- **SUPPLIED RECORDS**
______________________________
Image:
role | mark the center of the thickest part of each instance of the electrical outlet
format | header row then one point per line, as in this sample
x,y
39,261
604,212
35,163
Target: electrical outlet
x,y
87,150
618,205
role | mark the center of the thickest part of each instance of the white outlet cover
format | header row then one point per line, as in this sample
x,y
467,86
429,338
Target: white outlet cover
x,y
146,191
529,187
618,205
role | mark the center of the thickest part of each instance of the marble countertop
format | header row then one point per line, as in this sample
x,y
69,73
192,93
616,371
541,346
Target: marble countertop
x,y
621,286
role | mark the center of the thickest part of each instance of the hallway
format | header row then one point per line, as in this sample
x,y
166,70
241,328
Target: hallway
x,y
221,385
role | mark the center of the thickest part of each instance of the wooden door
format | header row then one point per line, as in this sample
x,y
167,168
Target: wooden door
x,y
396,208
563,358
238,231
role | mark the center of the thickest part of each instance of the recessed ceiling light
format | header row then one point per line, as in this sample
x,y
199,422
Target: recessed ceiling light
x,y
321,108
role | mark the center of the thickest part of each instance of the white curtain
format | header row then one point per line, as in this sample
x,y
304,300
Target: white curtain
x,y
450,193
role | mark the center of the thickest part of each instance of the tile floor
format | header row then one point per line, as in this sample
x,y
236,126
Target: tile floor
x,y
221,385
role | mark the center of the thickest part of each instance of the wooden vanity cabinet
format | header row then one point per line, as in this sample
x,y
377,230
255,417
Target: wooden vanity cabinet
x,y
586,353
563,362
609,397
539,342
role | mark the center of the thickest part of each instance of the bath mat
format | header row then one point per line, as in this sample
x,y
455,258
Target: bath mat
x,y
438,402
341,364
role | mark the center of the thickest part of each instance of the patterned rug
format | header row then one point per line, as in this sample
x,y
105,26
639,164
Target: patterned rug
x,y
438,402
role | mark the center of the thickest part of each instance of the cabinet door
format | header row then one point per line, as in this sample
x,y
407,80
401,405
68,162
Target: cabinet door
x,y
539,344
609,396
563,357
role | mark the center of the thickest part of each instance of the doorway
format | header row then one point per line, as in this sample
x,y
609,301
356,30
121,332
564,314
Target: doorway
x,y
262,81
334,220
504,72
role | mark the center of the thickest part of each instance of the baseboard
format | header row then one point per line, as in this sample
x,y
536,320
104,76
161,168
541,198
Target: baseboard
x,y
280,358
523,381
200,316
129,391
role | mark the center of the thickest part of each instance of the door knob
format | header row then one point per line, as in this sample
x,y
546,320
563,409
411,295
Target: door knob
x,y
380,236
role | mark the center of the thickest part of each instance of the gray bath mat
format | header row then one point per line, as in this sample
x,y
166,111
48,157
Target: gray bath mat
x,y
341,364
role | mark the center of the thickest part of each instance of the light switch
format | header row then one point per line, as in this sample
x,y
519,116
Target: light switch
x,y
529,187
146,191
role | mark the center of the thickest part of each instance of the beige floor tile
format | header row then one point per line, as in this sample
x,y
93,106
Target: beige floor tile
______________________________
- **PROBLEM**
Rewrite all of the data above, putting "widest part" wherever "thickest part" appears and leaving every other character as it is.

- **SOLUTION TO THIS PROBLEM**
Image:
role | mark the center of the widest part of each instance of the electrical outlet
format | header row then one point per line, as in this sample
x,y
39,261
604,212
35,163
Target: electrical outlet
x,y
87,150
618,205
role | mark the center of the widest part of each instance of the white outlet cover
format | header row then one point per line, as in this sample
x,y
467,86
429,338
Target: white outlet cover
x,y
146,191
529,187
618,205
role | mark the center of the widest part of each instance of the marble countertop
format | header row then one point per line, as in this sample
x,y
69,73
192,93
616,371
541,346
Target: marble countertop
x,y
621,286
role | mark the center of the widest part of each instance of the hallway
format | header row then one point per line, as in this sample
x,y
166,70
241,328
Target: hallway
x,y
221,385
role | mark the center of the widest part of each instance of the wooden door
format | header row then one point per line, as in this sample
x,y
167,168
Target: wooden door
x,y
396,208
563,358
238,231
role | mark the center of the widest part of each instance of the recessed ceiling light
format | header row then one point per line, as in this sample
x,y
199,422
Target: recessed ceiling light
x,y
321,108
role | mark the center of the widest part of each instance of the white curtain
format | header row then one point per line, as in this sample
x,y
304,300
Target: white curtain
x,y
450,193
role | mark the center of the widest part of each instance of the tile floor
format | header row then one point per line, as in this sample
x,y
236,126
Target: tile floor
x,y
221,385
role | mark the center of the widest part of each instance of the wooden vanity cabinet
format | header row then one point per line, as in this sample
x,y
377,230
255,417
Target: wooden vanity cabinet
x,y
586,353
563,362
609,397
539,342
role | mark the center of the widest part of each instance of the bath mat
format | header row then one point per line, as in this sample
x,y
455,258
Target: bath mat
x,y
438,402
341,364
role | mark the center of the widest part of each instance of the patterned rug
format | header row then one point per line, as in this sample
x,y
105,26
639,164
Target: patterned rug
x,y
438,402
role | mark the center of the widest part of each instance of the cabinet door
format | header row then one point per line, as in this sample
x,y
407,80
401,405
68,162
Target: cabinet door
x,y
539,344
609,396
563,357
role | mark the center of the widest part of each instance of the doorway
format | header row then one point per line, as in this sample
x,y
609,301
356,30
121,332
564,314
Target: doorway
x,y
262,81
334,220
504,72
role | mark the center of the widest part of each instance of the baseboard
format | header row then one point per line, as in this sample
x,y
536,320
104,76
161,168
541,198
Target: baseboard
x,y
280,358
523,381
200,316
129,391
role | mark the center of the widest part of each instance of the door knob
format | header row then one point per line, as in this sample
x,y
546,320
563,409
411,295
Target: door knob
x,y
380,236
role | mark the center of the widest part of each instance of the gray bath mat
format | header row then one point per line, as in this sample
x,y
166,111
48,157
Target: gray bath mat
x,y
341,364
role | mark the center of the widest part of each instance of the light switch
format | header row then one point per line, as in this sample
x,y
519,116
Target: light switch
x,y
529,187
146,191
role | mark the center of the widest part of each instance of the beige floor tile
format | header row then one point per line, as in this sample
x,y
93,106
Target: beige floor tile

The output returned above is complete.